# [Written exercise]
Quote in full, word for word, the text below on lighting a gold-painted egg for a photo.

# [Document extract]
- - - - - - -

I read the blog. And I am, in fact, getting rich slowly.

Very slowly. Excruciatingly slowly. So slow that my net worth may at times appear (to the untrained eye) to actually be shrinking. But in reality, I am getting rich. Slowly. I will be ready to retire at, say, age 152.

So I wanted to create something for J.D. that was simple, textural and versatile. My initial idea was to do it with a ring light, and reflect the ring light back on an angle to edge light the next.


Problem: Golden Eggs do not like ring lights.

So, one quick test shot into the shoot, my idea falls apart. Clearly, I would need a large light source to paint the kind of specular highlight that would make a spray painted 24-carat, solid gold egg look the way I wanted.


Takeaway: If something is not gonna work, you can see why, and it cannot be changed, then bail. Go for plan "B" instead of knocking your head against the wall to fix a flawed plan "A".

So I threw up some light stands around a nest which was created by my prop department (avian division) last spring. I placed it on an old cutting board to help carry the warm tones I wanted for the photo. Then I taped some paper to the stands to make a nice diffuser. Could have done it with a big cardboard box, too. Any support in a storm.

Firing a bare SB-800 through that, my specular started to look a lot better. But it was all on one side of the egg.


No prob -- that's an easy fix. Remembering that the egg will "see" and reflect everything around it, I continued around the top and other side with more white paper. The top and right side paper is illuminated by the lit paper on the left and makes a quasi-light tent that creams out the egg nicely.

My light stand for the SB-800 was the arm of a couch. I used the couch because the kids weren't home from school yet. Thus, no voice-activated light stands. (Hey, they work cheap.)

- - - - - - -

# [Entries supplied]
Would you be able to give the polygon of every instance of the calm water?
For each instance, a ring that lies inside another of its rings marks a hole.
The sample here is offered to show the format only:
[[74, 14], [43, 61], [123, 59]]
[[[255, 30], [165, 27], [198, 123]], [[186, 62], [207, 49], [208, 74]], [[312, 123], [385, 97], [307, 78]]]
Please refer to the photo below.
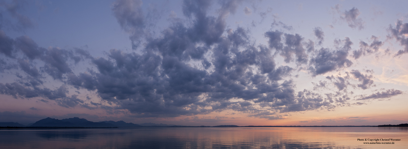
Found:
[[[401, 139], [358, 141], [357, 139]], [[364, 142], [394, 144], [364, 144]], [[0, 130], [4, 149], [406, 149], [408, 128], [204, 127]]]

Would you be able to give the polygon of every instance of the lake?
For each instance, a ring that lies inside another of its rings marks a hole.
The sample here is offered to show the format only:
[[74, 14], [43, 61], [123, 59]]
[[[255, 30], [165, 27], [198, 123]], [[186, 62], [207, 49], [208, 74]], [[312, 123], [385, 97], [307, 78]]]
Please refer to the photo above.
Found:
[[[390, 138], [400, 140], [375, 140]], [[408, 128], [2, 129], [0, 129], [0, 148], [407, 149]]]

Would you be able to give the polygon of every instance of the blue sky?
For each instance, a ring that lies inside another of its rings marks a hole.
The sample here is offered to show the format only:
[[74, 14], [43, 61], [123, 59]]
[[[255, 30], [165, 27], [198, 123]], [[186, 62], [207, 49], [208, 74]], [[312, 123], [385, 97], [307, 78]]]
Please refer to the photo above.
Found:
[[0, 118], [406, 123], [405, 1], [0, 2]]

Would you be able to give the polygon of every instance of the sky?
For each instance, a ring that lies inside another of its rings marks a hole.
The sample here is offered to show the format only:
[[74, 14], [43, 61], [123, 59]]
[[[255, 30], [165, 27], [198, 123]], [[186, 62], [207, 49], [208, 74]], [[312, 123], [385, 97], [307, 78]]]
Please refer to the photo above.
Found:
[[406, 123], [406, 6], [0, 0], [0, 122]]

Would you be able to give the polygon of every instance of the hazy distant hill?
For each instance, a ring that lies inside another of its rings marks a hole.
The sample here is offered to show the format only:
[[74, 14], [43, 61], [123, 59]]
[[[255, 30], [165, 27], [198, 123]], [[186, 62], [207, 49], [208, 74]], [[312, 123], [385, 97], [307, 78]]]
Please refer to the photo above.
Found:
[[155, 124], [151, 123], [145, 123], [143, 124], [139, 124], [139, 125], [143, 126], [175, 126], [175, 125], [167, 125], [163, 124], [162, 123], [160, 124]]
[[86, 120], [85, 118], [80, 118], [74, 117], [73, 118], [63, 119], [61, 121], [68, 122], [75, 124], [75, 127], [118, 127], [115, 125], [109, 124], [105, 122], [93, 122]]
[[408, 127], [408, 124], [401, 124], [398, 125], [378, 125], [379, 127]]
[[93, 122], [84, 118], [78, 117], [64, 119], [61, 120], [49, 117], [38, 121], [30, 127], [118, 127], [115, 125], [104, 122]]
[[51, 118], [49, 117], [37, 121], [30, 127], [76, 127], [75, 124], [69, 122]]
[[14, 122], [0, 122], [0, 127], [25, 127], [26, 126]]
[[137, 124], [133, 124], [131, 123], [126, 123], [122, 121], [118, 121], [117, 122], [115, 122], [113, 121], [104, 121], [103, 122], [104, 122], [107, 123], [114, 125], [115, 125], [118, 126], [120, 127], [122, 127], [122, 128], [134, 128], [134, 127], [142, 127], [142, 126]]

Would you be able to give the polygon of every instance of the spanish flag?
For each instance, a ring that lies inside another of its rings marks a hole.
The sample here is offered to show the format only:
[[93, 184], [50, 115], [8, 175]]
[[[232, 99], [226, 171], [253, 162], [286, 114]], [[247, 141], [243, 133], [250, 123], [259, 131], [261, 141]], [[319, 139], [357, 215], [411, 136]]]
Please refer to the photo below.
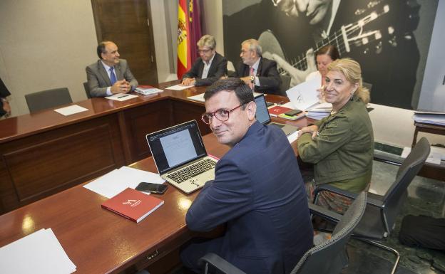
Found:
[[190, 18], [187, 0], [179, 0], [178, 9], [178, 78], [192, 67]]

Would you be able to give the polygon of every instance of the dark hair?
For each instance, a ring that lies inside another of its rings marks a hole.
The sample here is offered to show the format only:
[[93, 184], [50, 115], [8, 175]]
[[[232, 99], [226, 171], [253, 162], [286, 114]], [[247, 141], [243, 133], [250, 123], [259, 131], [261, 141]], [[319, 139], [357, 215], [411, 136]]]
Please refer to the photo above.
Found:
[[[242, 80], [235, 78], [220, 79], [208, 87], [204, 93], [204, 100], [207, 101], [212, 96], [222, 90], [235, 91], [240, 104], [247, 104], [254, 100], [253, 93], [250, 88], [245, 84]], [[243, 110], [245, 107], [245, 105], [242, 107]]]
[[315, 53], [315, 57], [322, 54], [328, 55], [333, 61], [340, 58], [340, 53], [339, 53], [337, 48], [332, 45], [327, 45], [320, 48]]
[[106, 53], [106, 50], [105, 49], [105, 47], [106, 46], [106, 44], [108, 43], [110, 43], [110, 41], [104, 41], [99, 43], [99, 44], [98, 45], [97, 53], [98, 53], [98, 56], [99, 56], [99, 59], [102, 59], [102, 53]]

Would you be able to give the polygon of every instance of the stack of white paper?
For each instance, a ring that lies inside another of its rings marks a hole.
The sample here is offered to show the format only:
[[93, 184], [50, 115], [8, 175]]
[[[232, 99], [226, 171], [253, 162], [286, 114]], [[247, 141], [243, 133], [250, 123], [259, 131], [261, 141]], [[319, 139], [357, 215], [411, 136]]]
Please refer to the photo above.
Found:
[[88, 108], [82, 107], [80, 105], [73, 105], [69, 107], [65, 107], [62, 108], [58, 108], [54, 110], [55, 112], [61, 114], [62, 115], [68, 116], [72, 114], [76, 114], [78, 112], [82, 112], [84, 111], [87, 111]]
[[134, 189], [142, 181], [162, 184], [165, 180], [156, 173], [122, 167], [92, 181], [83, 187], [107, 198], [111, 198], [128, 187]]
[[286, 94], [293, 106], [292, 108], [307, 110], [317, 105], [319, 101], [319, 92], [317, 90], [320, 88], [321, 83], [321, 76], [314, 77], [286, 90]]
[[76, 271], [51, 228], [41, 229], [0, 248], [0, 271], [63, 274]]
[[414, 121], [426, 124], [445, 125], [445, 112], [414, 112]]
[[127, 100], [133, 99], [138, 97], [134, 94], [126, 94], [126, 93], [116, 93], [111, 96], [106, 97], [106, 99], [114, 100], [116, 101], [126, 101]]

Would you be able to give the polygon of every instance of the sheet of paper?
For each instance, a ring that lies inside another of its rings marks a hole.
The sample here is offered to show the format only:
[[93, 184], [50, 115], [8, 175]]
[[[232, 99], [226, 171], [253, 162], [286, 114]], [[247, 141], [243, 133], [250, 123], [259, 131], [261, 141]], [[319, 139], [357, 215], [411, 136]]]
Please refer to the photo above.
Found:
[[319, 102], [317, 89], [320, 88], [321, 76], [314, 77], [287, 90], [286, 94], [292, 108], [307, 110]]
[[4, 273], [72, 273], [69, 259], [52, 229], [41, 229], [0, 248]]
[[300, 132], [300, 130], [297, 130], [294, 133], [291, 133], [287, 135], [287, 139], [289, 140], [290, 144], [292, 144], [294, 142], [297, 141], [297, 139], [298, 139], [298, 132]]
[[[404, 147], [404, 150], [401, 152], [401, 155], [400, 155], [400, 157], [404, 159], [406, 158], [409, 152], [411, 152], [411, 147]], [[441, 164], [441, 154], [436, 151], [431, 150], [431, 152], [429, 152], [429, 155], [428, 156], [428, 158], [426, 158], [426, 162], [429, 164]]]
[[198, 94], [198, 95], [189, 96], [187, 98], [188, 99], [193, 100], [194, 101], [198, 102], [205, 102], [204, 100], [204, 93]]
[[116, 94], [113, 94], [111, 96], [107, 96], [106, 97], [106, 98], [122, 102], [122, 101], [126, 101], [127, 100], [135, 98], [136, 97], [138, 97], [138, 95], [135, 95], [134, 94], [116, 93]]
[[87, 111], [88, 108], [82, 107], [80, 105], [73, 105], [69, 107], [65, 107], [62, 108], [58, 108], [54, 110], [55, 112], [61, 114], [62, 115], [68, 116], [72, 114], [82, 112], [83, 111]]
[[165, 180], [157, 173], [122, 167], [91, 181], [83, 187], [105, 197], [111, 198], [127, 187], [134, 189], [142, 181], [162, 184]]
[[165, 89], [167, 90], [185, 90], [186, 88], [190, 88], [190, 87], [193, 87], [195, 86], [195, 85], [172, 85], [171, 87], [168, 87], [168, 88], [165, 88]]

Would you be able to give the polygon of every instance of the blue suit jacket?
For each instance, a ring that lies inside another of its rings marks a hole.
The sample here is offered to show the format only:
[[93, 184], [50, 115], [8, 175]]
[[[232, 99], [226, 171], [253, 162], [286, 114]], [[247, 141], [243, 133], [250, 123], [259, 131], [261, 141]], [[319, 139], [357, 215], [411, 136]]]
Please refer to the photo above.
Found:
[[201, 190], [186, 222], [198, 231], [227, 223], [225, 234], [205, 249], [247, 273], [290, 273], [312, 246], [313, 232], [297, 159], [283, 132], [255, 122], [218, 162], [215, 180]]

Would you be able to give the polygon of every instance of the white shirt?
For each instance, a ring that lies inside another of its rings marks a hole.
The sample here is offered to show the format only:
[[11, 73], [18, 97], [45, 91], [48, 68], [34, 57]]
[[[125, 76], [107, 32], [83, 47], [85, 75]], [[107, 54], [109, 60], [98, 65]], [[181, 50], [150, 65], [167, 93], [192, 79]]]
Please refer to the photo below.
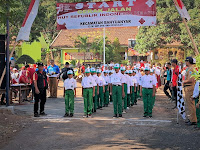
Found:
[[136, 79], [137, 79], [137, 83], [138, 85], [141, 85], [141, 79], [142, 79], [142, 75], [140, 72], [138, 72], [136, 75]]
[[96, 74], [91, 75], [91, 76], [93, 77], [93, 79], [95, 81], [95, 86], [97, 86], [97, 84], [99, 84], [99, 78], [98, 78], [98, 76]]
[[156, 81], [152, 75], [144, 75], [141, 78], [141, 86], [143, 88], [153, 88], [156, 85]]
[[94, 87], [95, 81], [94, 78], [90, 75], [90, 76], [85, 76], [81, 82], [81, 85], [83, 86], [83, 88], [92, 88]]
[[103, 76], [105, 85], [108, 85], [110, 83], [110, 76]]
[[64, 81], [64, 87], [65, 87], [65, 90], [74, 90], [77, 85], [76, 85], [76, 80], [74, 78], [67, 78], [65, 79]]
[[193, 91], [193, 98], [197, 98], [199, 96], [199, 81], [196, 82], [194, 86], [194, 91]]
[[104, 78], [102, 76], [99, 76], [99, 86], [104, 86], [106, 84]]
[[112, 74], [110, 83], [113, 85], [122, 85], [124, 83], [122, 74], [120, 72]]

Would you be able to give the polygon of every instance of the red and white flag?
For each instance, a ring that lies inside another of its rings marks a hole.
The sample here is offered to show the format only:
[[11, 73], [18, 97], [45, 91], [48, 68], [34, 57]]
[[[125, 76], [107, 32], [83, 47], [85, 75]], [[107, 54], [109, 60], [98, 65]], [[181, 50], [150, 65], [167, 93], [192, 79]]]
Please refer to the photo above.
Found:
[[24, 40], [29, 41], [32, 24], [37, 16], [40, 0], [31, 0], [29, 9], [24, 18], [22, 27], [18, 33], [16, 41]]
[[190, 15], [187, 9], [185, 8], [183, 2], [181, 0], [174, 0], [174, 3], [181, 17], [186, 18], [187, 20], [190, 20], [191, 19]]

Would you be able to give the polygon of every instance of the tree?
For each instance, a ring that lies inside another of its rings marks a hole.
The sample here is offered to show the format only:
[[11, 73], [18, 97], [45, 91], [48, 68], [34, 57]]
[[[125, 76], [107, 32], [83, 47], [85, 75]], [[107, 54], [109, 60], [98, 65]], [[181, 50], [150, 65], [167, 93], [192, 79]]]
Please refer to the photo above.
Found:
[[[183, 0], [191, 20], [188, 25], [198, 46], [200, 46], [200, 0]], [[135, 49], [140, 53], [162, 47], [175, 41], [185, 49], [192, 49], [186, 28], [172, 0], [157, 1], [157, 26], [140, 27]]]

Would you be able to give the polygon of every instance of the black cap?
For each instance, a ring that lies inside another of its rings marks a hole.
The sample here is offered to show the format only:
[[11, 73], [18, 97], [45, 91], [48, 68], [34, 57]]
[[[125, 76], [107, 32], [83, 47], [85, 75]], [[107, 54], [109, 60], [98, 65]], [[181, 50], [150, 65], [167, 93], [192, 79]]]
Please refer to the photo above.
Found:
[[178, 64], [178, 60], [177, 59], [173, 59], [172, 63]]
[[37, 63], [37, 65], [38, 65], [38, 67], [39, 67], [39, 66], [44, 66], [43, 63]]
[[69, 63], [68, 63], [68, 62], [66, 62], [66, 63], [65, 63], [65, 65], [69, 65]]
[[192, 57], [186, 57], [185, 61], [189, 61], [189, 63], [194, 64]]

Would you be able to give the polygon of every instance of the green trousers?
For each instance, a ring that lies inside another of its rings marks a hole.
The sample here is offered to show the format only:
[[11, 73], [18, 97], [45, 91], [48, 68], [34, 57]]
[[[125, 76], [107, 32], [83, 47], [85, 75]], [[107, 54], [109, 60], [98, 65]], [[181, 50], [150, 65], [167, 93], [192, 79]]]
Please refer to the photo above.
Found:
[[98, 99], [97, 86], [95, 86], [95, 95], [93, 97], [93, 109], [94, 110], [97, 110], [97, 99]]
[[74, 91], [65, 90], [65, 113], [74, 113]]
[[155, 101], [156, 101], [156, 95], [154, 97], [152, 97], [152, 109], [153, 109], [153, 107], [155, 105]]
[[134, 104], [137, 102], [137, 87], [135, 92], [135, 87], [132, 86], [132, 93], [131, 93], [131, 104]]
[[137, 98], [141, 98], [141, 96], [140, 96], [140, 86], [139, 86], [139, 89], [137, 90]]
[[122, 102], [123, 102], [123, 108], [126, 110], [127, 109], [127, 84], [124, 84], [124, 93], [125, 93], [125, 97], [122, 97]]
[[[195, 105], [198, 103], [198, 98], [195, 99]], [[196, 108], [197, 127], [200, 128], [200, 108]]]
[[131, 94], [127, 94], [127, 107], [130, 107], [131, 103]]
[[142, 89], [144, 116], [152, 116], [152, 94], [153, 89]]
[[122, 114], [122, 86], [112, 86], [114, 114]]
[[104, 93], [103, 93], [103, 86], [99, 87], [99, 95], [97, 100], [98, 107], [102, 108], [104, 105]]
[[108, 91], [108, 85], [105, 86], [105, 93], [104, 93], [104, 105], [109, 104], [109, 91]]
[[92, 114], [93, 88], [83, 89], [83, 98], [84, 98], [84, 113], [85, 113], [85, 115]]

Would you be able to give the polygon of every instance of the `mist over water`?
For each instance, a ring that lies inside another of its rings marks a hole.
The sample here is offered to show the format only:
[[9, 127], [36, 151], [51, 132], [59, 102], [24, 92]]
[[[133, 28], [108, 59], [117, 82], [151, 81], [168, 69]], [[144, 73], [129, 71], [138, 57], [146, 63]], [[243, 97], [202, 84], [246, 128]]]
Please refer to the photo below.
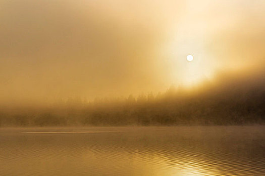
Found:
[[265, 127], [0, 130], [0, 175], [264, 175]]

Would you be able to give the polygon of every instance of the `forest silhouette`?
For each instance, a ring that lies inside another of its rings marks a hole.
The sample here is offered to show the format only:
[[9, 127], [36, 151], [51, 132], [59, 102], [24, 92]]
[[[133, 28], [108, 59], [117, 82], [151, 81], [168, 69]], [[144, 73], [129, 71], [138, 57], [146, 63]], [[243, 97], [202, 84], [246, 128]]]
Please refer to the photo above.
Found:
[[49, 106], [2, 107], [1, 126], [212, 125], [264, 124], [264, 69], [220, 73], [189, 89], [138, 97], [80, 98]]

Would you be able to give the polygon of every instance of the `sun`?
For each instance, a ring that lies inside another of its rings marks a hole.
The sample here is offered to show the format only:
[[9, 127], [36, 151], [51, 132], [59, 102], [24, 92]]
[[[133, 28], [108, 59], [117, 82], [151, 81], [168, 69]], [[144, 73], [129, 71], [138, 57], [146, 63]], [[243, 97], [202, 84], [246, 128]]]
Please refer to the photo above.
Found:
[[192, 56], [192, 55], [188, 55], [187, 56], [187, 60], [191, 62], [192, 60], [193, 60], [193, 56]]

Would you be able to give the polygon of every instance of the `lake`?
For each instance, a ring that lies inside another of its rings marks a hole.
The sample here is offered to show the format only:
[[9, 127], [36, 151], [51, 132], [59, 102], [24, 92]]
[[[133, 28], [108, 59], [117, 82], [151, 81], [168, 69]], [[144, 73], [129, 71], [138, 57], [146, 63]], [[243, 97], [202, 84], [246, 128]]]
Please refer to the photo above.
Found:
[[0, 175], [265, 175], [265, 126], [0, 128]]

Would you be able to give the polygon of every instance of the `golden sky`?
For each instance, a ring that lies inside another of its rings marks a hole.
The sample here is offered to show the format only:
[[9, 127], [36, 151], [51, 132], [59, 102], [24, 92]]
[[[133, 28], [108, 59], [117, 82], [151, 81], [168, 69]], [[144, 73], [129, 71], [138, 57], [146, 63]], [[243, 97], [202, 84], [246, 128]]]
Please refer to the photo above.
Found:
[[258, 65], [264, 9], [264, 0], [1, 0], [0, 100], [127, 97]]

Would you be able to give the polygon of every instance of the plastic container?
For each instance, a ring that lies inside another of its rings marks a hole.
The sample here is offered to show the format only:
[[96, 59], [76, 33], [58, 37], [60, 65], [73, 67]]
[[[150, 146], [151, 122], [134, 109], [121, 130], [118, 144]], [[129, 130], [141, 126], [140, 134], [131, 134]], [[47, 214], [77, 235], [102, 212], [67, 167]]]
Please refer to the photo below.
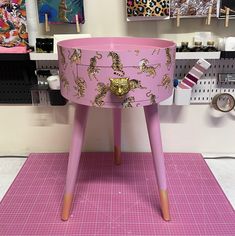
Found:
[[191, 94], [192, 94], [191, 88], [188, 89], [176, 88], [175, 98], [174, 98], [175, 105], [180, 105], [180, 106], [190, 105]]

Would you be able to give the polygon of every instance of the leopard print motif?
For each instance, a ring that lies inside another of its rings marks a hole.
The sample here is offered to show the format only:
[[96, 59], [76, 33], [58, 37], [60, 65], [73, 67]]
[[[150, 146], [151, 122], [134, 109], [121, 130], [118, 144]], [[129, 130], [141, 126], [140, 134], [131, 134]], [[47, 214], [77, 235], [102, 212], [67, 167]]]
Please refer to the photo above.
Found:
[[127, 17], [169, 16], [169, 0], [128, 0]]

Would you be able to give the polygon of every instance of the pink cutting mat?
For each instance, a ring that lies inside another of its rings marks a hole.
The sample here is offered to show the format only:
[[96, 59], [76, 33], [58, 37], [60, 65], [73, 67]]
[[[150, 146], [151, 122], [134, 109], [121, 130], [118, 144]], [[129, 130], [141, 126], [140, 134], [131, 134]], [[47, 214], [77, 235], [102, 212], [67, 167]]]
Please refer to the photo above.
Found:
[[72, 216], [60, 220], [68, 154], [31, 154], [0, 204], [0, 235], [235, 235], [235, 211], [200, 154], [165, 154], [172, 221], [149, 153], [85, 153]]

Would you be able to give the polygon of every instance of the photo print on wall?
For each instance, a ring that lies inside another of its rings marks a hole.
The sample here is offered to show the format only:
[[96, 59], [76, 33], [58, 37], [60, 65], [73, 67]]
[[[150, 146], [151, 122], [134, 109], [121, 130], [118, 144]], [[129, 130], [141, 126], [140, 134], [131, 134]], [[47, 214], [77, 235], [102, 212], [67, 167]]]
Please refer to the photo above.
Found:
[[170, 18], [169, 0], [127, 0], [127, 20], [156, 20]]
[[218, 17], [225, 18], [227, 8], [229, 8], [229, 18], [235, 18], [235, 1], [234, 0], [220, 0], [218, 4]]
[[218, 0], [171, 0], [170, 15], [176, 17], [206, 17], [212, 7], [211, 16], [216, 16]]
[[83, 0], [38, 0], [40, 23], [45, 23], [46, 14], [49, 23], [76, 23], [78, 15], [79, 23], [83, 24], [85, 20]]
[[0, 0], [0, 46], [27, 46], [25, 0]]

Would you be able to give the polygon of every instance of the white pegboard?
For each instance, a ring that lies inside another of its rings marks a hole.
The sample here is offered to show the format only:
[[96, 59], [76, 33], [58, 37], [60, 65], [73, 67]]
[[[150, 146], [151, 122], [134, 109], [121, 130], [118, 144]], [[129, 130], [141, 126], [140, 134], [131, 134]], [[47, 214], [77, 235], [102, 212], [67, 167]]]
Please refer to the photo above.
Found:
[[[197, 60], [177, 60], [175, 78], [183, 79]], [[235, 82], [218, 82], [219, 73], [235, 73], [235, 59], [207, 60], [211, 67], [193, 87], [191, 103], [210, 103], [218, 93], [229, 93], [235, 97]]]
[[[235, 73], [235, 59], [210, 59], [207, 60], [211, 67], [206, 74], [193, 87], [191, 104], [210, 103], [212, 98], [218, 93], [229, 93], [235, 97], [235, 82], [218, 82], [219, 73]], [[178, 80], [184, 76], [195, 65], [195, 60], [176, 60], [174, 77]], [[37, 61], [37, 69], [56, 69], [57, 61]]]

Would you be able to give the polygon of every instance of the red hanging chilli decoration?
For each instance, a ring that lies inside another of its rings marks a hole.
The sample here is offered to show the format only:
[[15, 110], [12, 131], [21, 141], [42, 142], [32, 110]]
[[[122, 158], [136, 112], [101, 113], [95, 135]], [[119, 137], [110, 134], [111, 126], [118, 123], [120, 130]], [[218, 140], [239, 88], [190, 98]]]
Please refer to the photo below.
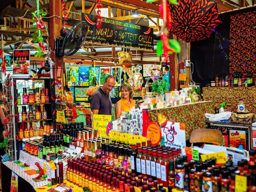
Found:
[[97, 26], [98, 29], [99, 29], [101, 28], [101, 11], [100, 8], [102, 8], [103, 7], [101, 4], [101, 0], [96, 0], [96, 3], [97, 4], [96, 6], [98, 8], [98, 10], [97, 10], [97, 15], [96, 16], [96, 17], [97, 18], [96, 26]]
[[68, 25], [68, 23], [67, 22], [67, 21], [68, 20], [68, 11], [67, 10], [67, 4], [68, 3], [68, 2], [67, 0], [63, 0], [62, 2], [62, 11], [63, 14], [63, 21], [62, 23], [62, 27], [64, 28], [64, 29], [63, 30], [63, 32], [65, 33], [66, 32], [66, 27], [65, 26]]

- - - - - - -

# [Worked answer]
I read the blog. And I am, in fact, getting rich slowly.

Very slowly. Excruciatingly slowly. So slow that my net worth may at times appear (to the untrained eye) to actually be shrinking. But in reality, I am getting rich. Slowly. I will be ready to retire at, say, age 152.

So I wanted to create something for J.D. that was simple, textural and versatile. My initial idea was to do it with a ring light, and reflect the ring light back on an angle to edge light the next.


Problem: Golden Eggs do not like ring lights.

So, one quick test shot into the shoot, my idea falls apart. Clearly, I would need a large light source to paint the kind of specular highlight that would make a spray painted 24-carat, solid gold egg look the way I wanted.


Takeaway: If something is not gonna work, you can see why, and it cannot be changed, then bail. Go for plan "B" instead of knocking your head against the wall to fix a flawed plan "A".

So I threw up some light stands around a nest which was created by my prop department (avian division) last spring. I placed it on an old cutting board to help carry the warm tones I wanted for the photo. Then I taped some paper to the stands to make a nice diffuser. Could have done it with a big cardboard box, too. Any support in a storm.

Firing a bare SB-800 through that, my specular started to look a lot better. But it was all on one side of the egg.


No prob -- that's an easy fix. Remembering that the egg will "see" and reflect everything around it, I continued around the top and other side with more white paper. The top and right side paper is illuminated by the lit paper on the left and makes a quasi-light tent that creams out the egg nicely.

My light stand for the SB-800 was the arm of a couch. I used the couch because the kids weren't home from school yet. Thus, no voice-activated light stands. (Hey, they work cheap.)